── GIVEN TEXT

# You have to see this - and watch the video



## mylissyk (Feb 25, 2007)

*Dog Swallows 24" Swiffer Handle*

Not a Golden, but you have to see this to believe it. Be sure to watch the video halfway down the page. (if you are sqeamish just bypass the video and look at the xrays).

http://www.hungarovet.com/?p= 1635


----------



## Swanolck (Jan 17, 2007)

Wow that is amazing. What was that dog thinking??


----------



## TheHooch (May 9, 2007)

That is about the most amazing thing I have ever seen.


----------



## Dslats (Mar 1, 2007)

OMG......... how did that happen?? how could he swallow something that long? almost looks like someone shoved it down his mouth. I'm glad he recovered but if I were the vet I think I would be asking ALOT of questions..

Debbie & mason


----------



## our_gomez (Nov 29, 2007)

wow:O thats all there is to say.. thats crazy..


----------



## paula bedard (Feb 5, 2008)

I think I'll skip lunch now


----------



## Rosco's Mom (May 1, 2007)

holy crow.....that is crazy!!

────

— SET TASK —
Could you write the next few replies in the forum thread about the dog that swallowed a Swiffer handle, picking up after its last post? The rows that follow stand apart from the thread above and are unrelated to it.

── GIVEN RECORDS

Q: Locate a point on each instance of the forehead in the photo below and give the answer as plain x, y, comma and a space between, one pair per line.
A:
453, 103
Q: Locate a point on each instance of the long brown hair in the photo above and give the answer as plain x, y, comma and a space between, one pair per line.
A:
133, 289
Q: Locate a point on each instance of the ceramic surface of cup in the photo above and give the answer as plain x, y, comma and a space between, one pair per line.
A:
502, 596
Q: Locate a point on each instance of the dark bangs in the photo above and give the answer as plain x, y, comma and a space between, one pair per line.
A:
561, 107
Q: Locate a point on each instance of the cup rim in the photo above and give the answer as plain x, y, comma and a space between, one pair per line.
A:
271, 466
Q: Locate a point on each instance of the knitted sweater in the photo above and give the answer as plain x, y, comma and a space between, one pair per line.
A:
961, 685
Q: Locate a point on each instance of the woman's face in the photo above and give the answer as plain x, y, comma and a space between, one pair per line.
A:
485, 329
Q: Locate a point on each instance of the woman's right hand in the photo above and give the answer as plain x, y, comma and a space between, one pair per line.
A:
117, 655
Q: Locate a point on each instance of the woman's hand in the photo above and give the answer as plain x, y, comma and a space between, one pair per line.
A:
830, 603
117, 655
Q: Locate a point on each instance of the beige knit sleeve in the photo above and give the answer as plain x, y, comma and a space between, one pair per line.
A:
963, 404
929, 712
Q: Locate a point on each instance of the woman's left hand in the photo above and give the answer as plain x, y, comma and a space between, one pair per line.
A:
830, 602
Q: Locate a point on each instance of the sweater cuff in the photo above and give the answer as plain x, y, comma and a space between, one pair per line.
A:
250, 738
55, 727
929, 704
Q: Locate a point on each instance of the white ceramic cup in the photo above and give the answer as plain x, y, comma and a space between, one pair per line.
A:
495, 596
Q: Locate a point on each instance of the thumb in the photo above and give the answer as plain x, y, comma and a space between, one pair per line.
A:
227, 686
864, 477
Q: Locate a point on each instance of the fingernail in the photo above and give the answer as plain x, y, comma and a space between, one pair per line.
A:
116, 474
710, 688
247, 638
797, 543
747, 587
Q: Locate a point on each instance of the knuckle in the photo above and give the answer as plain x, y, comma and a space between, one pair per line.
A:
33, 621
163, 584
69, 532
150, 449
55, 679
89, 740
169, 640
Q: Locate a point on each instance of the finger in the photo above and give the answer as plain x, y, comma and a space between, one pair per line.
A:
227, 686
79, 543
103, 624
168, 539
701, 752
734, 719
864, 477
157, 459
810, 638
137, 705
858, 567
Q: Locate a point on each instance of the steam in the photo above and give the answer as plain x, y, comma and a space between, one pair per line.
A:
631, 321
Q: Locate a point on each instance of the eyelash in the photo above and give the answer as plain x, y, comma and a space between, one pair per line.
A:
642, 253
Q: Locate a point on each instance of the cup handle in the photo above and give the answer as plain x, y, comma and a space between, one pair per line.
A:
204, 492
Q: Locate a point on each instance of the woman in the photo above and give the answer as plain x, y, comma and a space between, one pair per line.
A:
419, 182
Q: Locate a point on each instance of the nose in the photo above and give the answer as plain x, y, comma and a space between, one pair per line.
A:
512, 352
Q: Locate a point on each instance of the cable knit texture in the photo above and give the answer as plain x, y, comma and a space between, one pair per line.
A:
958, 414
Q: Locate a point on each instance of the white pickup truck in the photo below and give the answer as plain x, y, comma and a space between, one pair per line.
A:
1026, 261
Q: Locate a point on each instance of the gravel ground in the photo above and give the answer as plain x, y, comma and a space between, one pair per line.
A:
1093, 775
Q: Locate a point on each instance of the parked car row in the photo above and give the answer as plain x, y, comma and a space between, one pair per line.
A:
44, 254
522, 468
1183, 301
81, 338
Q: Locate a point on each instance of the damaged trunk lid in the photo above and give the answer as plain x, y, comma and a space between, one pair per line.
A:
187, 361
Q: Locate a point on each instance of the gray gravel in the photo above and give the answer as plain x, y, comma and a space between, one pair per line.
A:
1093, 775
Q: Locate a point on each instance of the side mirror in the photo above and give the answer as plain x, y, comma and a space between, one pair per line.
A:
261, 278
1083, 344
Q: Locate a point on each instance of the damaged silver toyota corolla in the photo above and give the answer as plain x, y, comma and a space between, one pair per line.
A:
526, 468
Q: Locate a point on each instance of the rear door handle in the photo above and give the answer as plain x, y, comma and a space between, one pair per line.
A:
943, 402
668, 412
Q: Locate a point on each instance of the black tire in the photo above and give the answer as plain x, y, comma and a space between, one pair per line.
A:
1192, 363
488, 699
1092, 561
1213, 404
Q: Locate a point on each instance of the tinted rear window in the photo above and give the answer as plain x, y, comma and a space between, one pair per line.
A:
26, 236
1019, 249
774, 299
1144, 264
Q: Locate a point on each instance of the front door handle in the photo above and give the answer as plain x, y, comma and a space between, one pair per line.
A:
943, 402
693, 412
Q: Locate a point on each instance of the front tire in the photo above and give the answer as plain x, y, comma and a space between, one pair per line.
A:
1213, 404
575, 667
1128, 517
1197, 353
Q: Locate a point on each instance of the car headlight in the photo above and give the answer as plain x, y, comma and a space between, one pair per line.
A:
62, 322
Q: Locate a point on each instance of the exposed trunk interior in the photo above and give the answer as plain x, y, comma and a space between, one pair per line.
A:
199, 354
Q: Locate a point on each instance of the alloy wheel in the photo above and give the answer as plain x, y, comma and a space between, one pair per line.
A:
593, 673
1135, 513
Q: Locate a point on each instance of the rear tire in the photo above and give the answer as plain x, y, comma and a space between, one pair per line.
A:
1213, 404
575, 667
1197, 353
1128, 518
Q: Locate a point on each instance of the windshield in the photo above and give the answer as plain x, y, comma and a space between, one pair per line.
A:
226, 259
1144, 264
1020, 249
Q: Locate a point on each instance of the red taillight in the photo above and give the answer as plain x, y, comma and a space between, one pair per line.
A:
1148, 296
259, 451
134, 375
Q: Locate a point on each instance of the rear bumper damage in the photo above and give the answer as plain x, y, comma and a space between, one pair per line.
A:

────

— EXERCISE RESPONSE —
----------



## Carraig (Jan 4, 2008)

Gosh, and I thought the vet here who removed an entire cactus from a dogs stomach got a shock.


----------



## goldensmum (Oct 23, 2007)

Blooming heck - how the hell did the dog manage to swallow that? It's a wonder it wasn't sticking out of the rear end.


----------



## GoldenJoyx'stwo (Feb 25, 2007)

I saw something like this, but it was a stick the dog swallowed. Ouch!


----------



## savannah (Feb 25, 2008)

Wow, how in the world did that dog swallow that thing? Thank goodness, they were able to remove it.


----------



## Merlins mom (Jun 20, 2007)

Holy crap!!!! That was just amazing! How in the world did that dog swallow that thing?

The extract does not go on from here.